>> START EXTRACTED MATERIAL

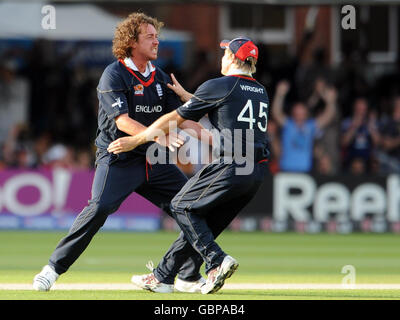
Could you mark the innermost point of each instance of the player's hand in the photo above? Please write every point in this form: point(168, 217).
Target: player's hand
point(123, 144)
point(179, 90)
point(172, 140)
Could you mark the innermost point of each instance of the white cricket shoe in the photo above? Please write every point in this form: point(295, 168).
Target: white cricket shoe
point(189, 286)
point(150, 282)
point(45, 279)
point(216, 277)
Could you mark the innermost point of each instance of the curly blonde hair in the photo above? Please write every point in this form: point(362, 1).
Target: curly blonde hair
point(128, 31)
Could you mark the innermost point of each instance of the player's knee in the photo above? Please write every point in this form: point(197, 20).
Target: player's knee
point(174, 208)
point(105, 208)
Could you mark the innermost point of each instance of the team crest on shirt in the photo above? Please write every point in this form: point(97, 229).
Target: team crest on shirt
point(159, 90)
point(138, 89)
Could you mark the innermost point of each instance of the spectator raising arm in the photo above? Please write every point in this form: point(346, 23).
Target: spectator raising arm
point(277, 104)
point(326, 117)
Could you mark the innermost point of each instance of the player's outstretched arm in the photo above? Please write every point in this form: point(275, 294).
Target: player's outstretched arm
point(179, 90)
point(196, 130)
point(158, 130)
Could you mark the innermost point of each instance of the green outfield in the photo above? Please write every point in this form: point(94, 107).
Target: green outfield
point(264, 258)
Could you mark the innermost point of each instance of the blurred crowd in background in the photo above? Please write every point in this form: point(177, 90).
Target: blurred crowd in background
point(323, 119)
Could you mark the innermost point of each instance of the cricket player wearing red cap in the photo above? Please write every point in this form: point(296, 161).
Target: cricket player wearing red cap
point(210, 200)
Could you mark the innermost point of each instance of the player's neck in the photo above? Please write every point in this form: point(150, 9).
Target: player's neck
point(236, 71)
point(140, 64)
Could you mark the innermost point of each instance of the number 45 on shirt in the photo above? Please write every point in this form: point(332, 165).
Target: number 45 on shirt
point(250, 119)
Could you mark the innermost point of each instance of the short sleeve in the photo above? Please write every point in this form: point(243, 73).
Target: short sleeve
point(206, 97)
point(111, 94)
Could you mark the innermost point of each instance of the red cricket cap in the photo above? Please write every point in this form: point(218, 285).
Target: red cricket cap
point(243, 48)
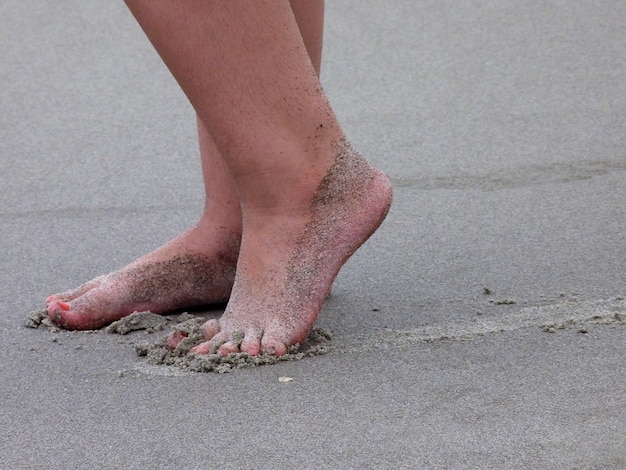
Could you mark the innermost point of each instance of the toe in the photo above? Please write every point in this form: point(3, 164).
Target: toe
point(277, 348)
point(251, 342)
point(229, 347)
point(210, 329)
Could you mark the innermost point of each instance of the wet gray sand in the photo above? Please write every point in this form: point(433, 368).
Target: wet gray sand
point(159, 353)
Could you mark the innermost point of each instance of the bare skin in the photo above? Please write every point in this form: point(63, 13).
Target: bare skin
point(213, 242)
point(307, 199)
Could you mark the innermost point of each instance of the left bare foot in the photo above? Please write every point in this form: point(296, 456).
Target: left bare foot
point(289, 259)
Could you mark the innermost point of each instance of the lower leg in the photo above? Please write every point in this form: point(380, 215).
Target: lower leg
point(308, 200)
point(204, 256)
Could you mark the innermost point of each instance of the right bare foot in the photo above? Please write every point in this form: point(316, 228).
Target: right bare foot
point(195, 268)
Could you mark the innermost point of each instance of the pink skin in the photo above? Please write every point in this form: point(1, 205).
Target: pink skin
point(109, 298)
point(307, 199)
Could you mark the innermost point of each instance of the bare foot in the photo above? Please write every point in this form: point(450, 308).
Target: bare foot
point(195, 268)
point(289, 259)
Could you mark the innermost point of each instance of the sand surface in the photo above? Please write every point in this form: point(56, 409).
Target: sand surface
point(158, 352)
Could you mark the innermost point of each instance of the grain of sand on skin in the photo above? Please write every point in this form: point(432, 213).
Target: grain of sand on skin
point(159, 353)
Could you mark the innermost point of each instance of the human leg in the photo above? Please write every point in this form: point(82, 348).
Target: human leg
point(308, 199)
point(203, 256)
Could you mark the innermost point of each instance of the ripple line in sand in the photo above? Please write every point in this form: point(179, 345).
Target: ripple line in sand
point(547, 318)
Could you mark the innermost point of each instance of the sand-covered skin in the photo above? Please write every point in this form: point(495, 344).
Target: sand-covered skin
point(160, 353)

>> END EXTRACTED MATERIAL

DO THIS
Turn every line of the material above into a numbered list, leaving out blank lines and the pictures.

SOLUTION BELOW
1. Could you mark the innermost point of each instance of the player's hand in the photo above? Please write every point in this form: point(168, 217).
2. Target: player's hand
3. point(123, 144)
4. point(179, 90)
5. point(172, 140)
6. Could you mark the innermost point of each instance of the white cricket shoe in the photo above? Please write every point in this form: point(295, 168).
7. Target: white cricket shoe
8. point(189, 286)
9. point(150, 282)
10. point(45, 279)
11. point(216, 277)
12. Could you mark the innermost point of each instance of the curly blonde hair in the photo above? Please write every point in this form: point(362, 1).
13. Target: curly blonde hair
14. point(128, 31)
15. Could you mark the innermost point of each instance of the player's knee in the photo above? Please write every point in this form: point(197, 20).
16. Target: player's knee
17. point(174, 208)
18. point(105, 208)
19. Could you mark the innermost point of each instance of the team crest on shirt in the photo above? Please write every point in this form: point(97, 229).
20. Target: team crest on shirt
21. point(159, 90)
22. point(138, 89)
23. Could you mark the innermost point of each instance of the spectator raising arm in the photo above? Please write every point in this form: point(346, 23).
24. Target: spectator raising arm
25. point(277, 104)
26. point(326, 117)
27. Could you mark the innermost point of each instance of the player's outstretched arm in the photo above? Please write every point in this form: point(275, 294).
28. Target: player's outstretched arm
29. point(179, 90)
30. point(196, 130)
31. point(158, 130)
32. Could you mark the innermost point of each instance of the green outfield in the photo above? Please write every point in this form: point(94, 107).
33. Target: green outfield
34. point(264, 258)
35. Could you mark the innermost point of each instance of the blurred crowd in background in the photo above? Please write every point in this form: point(177, 90).
36. Target: blurred crowd in background
37. point(323, 119)
38. Could you mark the innermost point of each instance of the cricket player wearing red cap in the photo above? Please write every point in this form: point(296, 161).
39. Target: cricket player wearing red cap
40. point(210, 200)
41. Could you mark the innermost point of each instance of the player's neck in the photo above? Please write every point in this form: point(150, 9).
42. Target: player's neck
43. point(236, 71)
44. point(140, 64)
45. Could you mark the innermost point of each instance of the number 45 on shirt in the photo above? Please write every point in this form: point(332, 165).
46. Target: number 45 on shirt
47. point(250, 119)
48. Could you mark the innermost point of each instance of the short sleeve in the photo above? Please write every point in this form: point(243, 73).
49. Target: short sleeve
50. point(206, 97)
51. point(111, 94)
52. Could you mark the innermost point of each instance of the red cricket cap in the photo above? Please write every point in this form: point(218, 285).
53. Target: red cricket cap
54. point(243, 48)
55. Could you mark the innermost point of each instance of the toe in the photo above? Please write every point in this form: point(3, 164).
56. Target: toe
57. point(277, 348)
58. point(251, 342)
59. point(229, 347)
60. point(210, 329)
61. Could you mark the innermost point of each instance of the wet gray sand in the photo above? Please write every point in this form: point(433, 368).
62. Target: wet gray sand
63. point(159, 353)
64. Could you mark the innermost point of each instance of the bare skin in the photo above? Please write every point in this form: point(63, 13).
65. Target: bare skin
66. point(213, 242)
67. point(307, 199)
68. Could you mark the innermost point of each instance of the left bare foot in the photo above? Please write every point in this form: point(296, 456).
69. Target: left bare foot
70. point(289, 259)
71. Could you mark the innermost point of each instance of the lower leg in the photo above? Please write every point in this form: point(380, 215).
72. Target: lower leg
73. point(308, 200)
74. point(204, 256)
75. Could you mark the innermost point of each instance of the right bare foot in the photo above? Please write every point in this form: point(316, 228).
76. Target: right bare foot
77. point(195, 268)
78. Could you mark the innermost point of each instance of the pink skin in the photo above? Please write every point in this form: point(1, 205).
79. Target: pink skin
80. point(109, 298)
81. point(307, 199)
82. Could you mark the innermost point of each instance of the bare foot in the photo above? Please write every point in this form: point(450, 308).
83. Target: bare foot
84. point(195, 268)
85. point(289, 259)
86. Could you mark the innermost point of each instance of the sand surface in the photo above? Please write every point in this form: point(56, 409).
87. Target: sand surface
88. point(158, 352)
89. Could you mark the innermost point of each instance of the grain of sand on skin in the photo above? Please write every point in this form: point(432, 213).
90. Target: grain of sand on skin
91. point(159, 353)
92. Could you mark the innermost point of each instance of the human leg in the photo above? Please write every point in this form: point(82, 348).
93. Target: human leg
94. point(308, 199)
95. point(203, 256)
96. Could you mark the innermost point of each instance of the ripple line in sand in the photo above? Please write every point in this form: point(179, 345).
97. Target: ripple line in sand
98. point(547, 318)
99. Could you mark the innermost point of each instance of the sand-covered skin in the photo above? Please write every point in this form: point(495, 344).
100. Target: sand-covered skin
101. point(160, 353)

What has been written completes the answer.